— BEGIN —

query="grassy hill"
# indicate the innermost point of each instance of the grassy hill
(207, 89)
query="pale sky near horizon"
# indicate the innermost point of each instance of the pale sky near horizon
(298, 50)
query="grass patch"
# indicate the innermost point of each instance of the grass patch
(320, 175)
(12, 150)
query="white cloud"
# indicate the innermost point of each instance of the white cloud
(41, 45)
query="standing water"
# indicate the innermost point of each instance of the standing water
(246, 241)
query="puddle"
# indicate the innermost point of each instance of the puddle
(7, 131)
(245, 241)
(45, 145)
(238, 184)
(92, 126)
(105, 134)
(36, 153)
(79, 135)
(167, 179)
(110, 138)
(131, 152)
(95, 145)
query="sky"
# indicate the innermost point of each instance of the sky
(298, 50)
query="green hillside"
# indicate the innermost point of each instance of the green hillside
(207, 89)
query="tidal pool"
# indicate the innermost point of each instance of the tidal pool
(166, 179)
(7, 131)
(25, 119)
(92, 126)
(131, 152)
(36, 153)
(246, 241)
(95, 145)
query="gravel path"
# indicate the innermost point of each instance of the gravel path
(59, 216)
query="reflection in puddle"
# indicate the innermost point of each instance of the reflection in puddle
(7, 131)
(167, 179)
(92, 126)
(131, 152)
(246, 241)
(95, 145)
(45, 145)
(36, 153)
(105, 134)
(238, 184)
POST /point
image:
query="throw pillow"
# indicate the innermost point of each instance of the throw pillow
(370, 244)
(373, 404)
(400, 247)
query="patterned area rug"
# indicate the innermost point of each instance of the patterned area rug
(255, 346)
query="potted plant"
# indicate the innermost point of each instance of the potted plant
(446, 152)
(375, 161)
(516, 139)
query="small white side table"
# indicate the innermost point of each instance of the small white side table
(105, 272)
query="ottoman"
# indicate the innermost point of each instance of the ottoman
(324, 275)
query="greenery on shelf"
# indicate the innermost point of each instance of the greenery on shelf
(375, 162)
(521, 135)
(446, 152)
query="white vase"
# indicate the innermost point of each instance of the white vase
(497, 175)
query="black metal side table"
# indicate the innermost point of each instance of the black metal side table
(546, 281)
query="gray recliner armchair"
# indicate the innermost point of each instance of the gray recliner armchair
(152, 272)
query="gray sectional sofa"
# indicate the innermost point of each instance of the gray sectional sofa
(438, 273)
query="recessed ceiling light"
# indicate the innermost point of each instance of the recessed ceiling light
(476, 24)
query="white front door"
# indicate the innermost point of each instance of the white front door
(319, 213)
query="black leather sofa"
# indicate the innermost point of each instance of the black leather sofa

— END —

* [REQUIREMENTS]: Extract every entry above as it appears.

* [THE RESPONSE]:
query="grassy hill"
# indicate the innermost point of each instance of the grassy hill
(207, 89)
query="pale sky near horizon"
# indicate the innermost point of each instance of the pale sky near horizon
(298, 50)
query="grass patch"
# indicate the innermost point of each instance of the grass patch
(320, 175)
(12, 150)
query="white cloud"
# indicate the innermost point of each instance of the white cloud
(41, 45)
query="standing water"
# indicate the innermost point of each instance of the standing water
(246, 241)
query="puddle"
# indicate the innermost point of each instance of the puddle
(7, 131)
(245, 241)
(45, 145)
(238, 184)
(92, 126)
(105, 134)
(36, 153)
(79, 135)
(167, 179)
(110, 138)
(131, 152)
(95, 145)
query="sky"
# indicate the innermost point of each instance of the sky
(298, 50)
query="green hillside"
# indicate the innermost point of each instance of the green hillside
(207, 89)
query="tidal pool"
# indicate the innermost point of each instance of the tidal pool
(166, 179)
(7, 131)
(25, 119)
(92, 126)
(131, 152)
(36, 153)
(246, 241)
(95, 145)
query="gravel path"
# indicate the innermost point of each instance of the gravel path
(59, 216)
query="reflection in puddle"
# indicate the innermost point of each instance of the reflection in puddle
(7, 131)
(167, 179)
(92, 126)
(131, 152)
(246, 241)
(95, 145)
(45, 145)
(36, 153)
(105, 134)
(238, 184)
POST /point
image:
query="throw pillow"
# indicate the innermost point of each instance of the throw pillow
(370, 244)
(373, 404)
(400, 247)
query="patterned area rug"
# indicate the innermost point of each instance of the patterned area rug
(255, 346)
query="potted plant"
# indicate the innermost point of each instance of the potted plant
(446, 152)
(375, 161)
(516, 139)
query="small white side table"
# indicate the innermost point of each instance of the small white side table
(105, 272)
query="ottoman"
# indicate the innermost point of each instance of the ottoman
(324, 275)
query="greenery on shelf"
# indicate the innermost point of each instance of the greenery on shelf
(375, 162)
(521, 135)
(446, 152)
query="white vase"
# indicate the innermost point of each instance of the white vase
(497, 175)
query="black metal side table"
# indicate the innermost point of each instance of the black metal side table
(546, 281)
query="gray recliner armchair"
# indicate the innermost point of each instance of the gray recliner armchair
(152, 272)
query="gray sectional sofa"
# indicate the innermost point of each instance of the gray sectional sofa
(438, 273)
query="recessed ceiling light"
# indicate the innermost point of each instance of the recessed ceiling light
(476, 24)
query="white front door"
# indicate the innermost point of each instance of the white front door
(319, 213)
query="black leather sofa"
# indicate the innermost point of each instance of the black leather sofa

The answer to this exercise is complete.